- _Problems to solve_
- 1) Answer these about the forum thread on the new kitty Baby:
(a) In the opening post, what is the name of the other cat in the home?
(b) What does MikePageKY especially love about Baby?
(c) What does DesnBaby say they love?
- 2) Pick up the forum thread on the new kitty Baby after its final post and continue it.

- _Article_
-- Start --

# Say hello to baby :)



## Typically (Sep 6, 2007)

Here is the new kitty Baby








shes about 6 and is a love bug! she is a totally different cat than smokey which is cool. she loves hoping up on the couch and laying with you and she gives kisses! she's getting along better with smokey now so hopefully this weekend i can leave them together for the night.


----------



## MikePageKY (Aug 24, 2005)

Aww, what a gorgeous Tuxie. I especially love that little white chin :luv :worship


----------



## Leazie (Apr 14, 2007)

Aww, she's a beautiful kitty.


----------



## OctoberinMaine (Sep 12, 2006)

Very cute! Congrats on the new addition.


----------



## marie73 (Jul 12, 2006)

Baby is lovely.


----------



## AddFran (Jul 10, 2004)

Hello Baby!! 

(super cute!)


----------



## morea (Feb 8, 2005)

Hi Baby, you lucky girl!









What a beauty, Typically.


----------



## Jeanie (Jun 18, 2003)

She's so very pretty! White socks? Tuxedo? C'mon, kitty, kitty, Baby!


----------



## DesnBaby (Apr 18, 2004)

Baby? 8O I love the name :wink: They are too cute!

-- End --

- _Entries provided_
-- Start --

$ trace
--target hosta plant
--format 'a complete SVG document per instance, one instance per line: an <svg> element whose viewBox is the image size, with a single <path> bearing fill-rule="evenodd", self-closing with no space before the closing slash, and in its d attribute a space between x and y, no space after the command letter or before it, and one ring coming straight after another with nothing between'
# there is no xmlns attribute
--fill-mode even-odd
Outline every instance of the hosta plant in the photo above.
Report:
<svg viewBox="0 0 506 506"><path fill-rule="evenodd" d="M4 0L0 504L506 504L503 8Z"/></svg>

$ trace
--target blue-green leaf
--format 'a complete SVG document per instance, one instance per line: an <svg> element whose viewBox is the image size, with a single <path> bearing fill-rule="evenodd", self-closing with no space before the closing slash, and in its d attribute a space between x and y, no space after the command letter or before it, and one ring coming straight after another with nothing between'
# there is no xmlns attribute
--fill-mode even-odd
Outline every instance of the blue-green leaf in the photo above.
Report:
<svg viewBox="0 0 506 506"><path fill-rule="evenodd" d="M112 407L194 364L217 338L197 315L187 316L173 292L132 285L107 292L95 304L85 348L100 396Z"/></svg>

-- End --

- _Responses_
- 1)
(a) Smokey
(b) Her little white chin
(c) The name

- 2)
----------



## Kaia Cat (Apr 11, 2007)

shes so pretty!!!


----------



## Zippy&Co (Nov 11, 2006)

Aww, what a cutey baby!!  

Love the expression!  

Carol xx


----------



## dmcwlvssr (Apr 24, 2005)

Congrats! pets & purrs to both beautys


----------



## Typically (Sep 6, 2007)

thanks everyone  baby and smokey are getting along a lot better now. she's a sneaky one though found her on the kitchen counter looking through the cabinets last night! haha this morning when i was watching the news before work she climbed up on the back of the couch and gave me a hug from behind.


----------



## Janice (Jan 12, 2007)

She's a beauty... she reminds me of my Tasha!!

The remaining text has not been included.